═════ 阅读材料 ═════

最大池化取池化窗口内的最大值，保留最显著的特征。

复制代码

最大池化示意（2×2池化，步长2）：

输入 4×4:
┌────┬────┬────┬────┐
│ 1  │ 3  │ 2  │ 1  │
├────┼────┼────┼────┤       窗口1: max(1,3,4,2) = 4
│ 4  │ 2  │ 1  │ 6  │       窗口2: max(2,1,1,6) = 6
├────┼────┼────┼────┤       窗口3: max(1,5,2,1) = 5
│ 1  │ 5  │ 3  │ 2  │       窗口4: max(3,2,8,4) = 8
├────┼────┼────┼────┤
│ 2  │ 1  │ 8  │ 4  │
└────┴────┴────┴────┘

输出 2×2:
┌────┬────┐
│ 4  │ 6  │
├────┼────┤
│ 5  │ 8  │
└────┴────┘

2.2 数学定义

复制代码

最大池化公式：

对于输入特征图 X，池化窗口大小 k×k，步长 s

输出位置 (i,j) 的值：

Y[i,j] = max { X[i×s+m, j×s+n] | m,n ∈ [0, k-1] }

例如 2×2池化，步长2：
Y[0,0] = max(X[0,0], X[0,1], X[1,0], X[1,1])
Y[0,1] = max(X[0,2], X[0,3], X[1,2], X[1,3])
...

2.3 最大池化的特性

复制代码

优点：
┌─────────────────────────────────────────────────────────────┐
│ • 保留最显著的特征（边缘、纹理等激活最强的位置）            │
│ • 提供一定的平移不变性                                      │
│ • 对噪声有一定的抑制作用                                    │
│ • 计算简单高效                                              │
└─────────────────────────────────────────────────────────────┘

直觉理解：
"这个区域有没有检测到边缘？" → 取最大值
只要区域内有一个位置检测到边缘，整个区域就"有边缘"

2.4 PyTorch实现

python 复制代码

import torch
import torch.nn as nn
import torch.nn.functional as F
import numpy as np


class MaxPool2dManual:
    """
    手动实现最大池化
    """
    
    def __init__(self, kernel_size=2, stride=None, padding=0):
        """
        Args:
            kernel_size: 池化窗口大小
            stride: 步长，默认等于kernel_size
            padding: 填充大小
        """
        self.kernel_size = kernel_size
        self.stride = stride if stride is not None else kernel_size
        self.padding = padding
    
    def forward(self, x):
        """
        前向传播
        
        Args:
            x: 输入张量 [B, C, H, W]
        Returns:
            output: 池化后的张量
            indices: 最大值位置索引（用于反池化）
        """
        B, C, H, W = x.shape
        k = self.kernel_size
        s = self.stride
        p = self.padding
        
        # 计算输出尺寸
        H_out = (H + 2*p - k) // s + 1
        W_out = (W + 2*p - k) // s + 1
        
        # 填充
        if p > 0:
            x = F.pad(x, (p, p, p, p), mode='constant', value=float('-inf'))
        
        # 初始化输出
        output = torch.zeros(B, C, H_out, W_out, device=x.device)
        indices = torch.zeros(B, C, H_out, W_out, dtype=torch.long, device=x.device)

═════ 所给条目 ═════

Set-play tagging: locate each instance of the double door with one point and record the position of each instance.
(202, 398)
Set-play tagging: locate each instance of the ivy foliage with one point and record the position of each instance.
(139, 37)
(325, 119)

═════

--- 待办任务 ---
照抄上方讲解最大池化的材料中从“B, C, H, W = x.shape”开始、到“p), mode='constant', value=float('-inf'))”为止（含这部分文字）的内容。

--- 练习答案 ---
B, C, H, W = x.shape
        k = self.kernel_size
        s = self.stride
        p = self.padding
        
        # 计算输出尺寸
        H_out = (H + 2*p - k) // s + 1
        W_out = (W + 2*p - k) // s + 1
        
        # 填充
        if p > 0:
            x = F.pad(x, (p, p, p, p), mode='constant', value=float('-inf'))